[Stored data]
##########

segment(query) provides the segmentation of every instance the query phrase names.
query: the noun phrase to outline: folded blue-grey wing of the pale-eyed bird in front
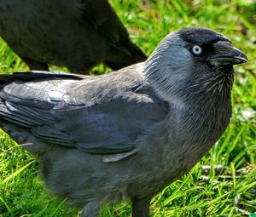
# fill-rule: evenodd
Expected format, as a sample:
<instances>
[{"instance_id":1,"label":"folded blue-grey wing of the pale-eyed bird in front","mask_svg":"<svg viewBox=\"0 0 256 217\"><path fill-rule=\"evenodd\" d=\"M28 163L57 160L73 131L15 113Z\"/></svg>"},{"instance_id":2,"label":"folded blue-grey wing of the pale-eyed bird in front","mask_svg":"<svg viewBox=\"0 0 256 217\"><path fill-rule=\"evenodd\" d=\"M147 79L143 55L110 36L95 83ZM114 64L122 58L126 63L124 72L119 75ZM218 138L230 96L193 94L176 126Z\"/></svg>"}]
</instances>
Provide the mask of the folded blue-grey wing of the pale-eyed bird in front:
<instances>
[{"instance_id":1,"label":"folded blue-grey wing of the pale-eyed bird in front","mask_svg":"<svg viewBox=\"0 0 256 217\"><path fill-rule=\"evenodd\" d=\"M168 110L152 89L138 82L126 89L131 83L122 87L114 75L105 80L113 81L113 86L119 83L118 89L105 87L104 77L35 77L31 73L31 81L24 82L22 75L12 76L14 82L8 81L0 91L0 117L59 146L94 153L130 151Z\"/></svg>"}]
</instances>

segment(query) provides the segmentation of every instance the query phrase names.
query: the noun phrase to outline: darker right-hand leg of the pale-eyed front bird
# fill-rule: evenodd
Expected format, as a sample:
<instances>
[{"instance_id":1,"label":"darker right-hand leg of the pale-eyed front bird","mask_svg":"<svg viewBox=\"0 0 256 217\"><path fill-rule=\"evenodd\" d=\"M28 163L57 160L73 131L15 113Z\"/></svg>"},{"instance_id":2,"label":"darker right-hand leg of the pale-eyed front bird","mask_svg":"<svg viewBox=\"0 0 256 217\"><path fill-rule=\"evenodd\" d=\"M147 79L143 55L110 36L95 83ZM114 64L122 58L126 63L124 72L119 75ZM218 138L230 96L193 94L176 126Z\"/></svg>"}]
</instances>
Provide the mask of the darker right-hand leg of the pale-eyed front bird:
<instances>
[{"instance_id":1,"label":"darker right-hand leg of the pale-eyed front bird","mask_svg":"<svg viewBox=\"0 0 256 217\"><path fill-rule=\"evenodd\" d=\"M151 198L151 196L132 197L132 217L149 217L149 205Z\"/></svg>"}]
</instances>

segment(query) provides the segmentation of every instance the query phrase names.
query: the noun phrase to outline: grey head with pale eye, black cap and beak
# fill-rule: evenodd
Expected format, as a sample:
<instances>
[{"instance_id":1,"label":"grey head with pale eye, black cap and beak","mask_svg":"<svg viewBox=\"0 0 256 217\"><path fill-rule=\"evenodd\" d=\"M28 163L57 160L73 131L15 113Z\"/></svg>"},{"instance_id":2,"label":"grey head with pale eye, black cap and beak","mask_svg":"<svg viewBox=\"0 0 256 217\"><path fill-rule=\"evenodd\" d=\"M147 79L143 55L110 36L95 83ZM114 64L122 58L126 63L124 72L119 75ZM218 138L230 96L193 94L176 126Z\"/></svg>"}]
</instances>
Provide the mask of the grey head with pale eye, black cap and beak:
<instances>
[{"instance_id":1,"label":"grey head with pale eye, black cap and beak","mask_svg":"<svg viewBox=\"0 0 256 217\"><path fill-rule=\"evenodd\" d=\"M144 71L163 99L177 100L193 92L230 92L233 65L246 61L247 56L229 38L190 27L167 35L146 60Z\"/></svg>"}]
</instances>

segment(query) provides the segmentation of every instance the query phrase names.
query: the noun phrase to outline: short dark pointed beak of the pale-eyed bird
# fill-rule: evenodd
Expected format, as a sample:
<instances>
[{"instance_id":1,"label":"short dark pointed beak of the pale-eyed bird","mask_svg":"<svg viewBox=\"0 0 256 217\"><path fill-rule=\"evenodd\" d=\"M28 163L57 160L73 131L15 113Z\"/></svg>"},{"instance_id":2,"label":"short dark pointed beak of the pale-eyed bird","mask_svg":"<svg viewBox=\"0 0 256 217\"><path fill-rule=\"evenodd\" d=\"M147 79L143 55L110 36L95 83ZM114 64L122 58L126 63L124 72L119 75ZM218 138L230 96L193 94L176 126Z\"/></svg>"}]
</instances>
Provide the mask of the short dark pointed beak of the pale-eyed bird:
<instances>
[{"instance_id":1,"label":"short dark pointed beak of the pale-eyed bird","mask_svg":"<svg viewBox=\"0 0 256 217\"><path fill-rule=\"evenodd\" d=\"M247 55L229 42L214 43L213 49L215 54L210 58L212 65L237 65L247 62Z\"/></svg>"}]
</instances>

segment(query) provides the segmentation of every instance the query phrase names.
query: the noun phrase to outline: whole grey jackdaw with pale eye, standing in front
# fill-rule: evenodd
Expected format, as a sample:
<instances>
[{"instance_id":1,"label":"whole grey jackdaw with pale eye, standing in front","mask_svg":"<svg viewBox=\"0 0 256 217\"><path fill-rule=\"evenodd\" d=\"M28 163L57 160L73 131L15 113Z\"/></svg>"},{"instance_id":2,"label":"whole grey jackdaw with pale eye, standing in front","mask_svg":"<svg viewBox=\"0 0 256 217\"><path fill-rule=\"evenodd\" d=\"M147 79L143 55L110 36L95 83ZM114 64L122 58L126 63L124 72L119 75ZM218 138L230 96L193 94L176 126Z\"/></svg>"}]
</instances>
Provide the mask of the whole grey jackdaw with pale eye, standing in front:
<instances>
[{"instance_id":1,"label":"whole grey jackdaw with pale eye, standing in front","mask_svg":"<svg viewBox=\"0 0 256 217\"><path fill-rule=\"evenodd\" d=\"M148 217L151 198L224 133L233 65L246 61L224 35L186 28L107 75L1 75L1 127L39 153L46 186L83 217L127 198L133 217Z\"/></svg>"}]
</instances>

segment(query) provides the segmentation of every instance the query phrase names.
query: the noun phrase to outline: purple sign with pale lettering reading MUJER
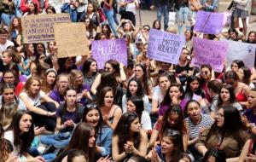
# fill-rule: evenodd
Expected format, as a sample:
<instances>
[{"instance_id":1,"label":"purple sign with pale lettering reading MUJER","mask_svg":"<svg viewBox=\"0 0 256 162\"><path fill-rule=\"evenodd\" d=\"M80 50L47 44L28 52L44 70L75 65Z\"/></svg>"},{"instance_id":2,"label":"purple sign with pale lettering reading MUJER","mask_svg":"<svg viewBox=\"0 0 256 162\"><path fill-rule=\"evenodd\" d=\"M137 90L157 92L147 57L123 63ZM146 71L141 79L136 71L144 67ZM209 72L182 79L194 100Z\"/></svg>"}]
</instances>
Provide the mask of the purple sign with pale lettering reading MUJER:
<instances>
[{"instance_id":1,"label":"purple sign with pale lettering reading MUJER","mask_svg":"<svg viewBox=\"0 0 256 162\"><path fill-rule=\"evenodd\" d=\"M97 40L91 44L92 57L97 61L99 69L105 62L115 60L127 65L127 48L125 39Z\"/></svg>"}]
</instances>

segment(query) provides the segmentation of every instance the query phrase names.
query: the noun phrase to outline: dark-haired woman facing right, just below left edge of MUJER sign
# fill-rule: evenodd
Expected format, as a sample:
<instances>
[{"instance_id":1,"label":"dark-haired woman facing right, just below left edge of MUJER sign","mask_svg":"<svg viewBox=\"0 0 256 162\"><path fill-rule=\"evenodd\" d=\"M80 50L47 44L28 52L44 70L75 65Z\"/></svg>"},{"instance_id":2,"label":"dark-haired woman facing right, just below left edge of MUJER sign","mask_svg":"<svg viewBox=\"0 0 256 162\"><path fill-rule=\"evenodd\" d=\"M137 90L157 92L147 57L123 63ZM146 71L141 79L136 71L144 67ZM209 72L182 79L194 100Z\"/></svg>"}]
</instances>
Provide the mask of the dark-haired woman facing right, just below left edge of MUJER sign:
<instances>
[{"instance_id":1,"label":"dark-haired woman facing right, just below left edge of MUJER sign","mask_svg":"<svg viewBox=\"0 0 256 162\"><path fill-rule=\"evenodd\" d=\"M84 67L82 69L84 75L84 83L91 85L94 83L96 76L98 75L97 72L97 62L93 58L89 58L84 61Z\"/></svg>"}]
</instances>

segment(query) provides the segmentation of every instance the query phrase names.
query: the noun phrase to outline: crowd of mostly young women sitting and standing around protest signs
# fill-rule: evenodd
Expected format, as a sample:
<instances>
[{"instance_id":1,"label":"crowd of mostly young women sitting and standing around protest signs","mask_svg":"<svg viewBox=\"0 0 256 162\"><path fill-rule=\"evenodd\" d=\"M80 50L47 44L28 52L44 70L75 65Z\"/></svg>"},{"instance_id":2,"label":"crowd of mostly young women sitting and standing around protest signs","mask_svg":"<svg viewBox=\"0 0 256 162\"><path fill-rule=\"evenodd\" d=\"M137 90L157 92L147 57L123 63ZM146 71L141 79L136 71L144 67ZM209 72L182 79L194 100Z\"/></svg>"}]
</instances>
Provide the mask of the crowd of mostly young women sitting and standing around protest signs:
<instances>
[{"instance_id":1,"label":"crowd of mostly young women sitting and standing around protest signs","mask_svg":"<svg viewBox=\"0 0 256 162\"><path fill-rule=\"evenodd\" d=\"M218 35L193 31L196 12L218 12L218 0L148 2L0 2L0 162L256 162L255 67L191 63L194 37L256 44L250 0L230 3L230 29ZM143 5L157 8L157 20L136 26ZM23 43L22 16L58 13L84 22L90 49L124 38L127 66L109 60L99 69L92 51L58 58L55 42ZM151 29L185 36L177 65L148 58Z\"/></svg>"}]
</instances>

##########

The task:
Among the lines of the data, which ones contain the word "outline"? Show them.

Output below:
query: the noun phrase to outline: folded blue-grey wing of the pale-eyed bird in front
query: the noun phrase to outline: darker right-hand leg of the pale-eyed front bird
query: the noun phrase to outline: grey head with pale eye, black cap and beak
query: the noun phrase to outline: short dark pointed beak of the pale-eyed bird
query: the noun phrase to outline: whole grey jackdaw with pale eye, standing in front
query: the noun phrase to outline: purple sign with pale lettering reading MUJER
query: the noun phrase to outline: dark-haired woman facing right, just below left edge of MUJER sign
query: the noun phrase to outline: crowd of mostly young women sitting and standing around protest signs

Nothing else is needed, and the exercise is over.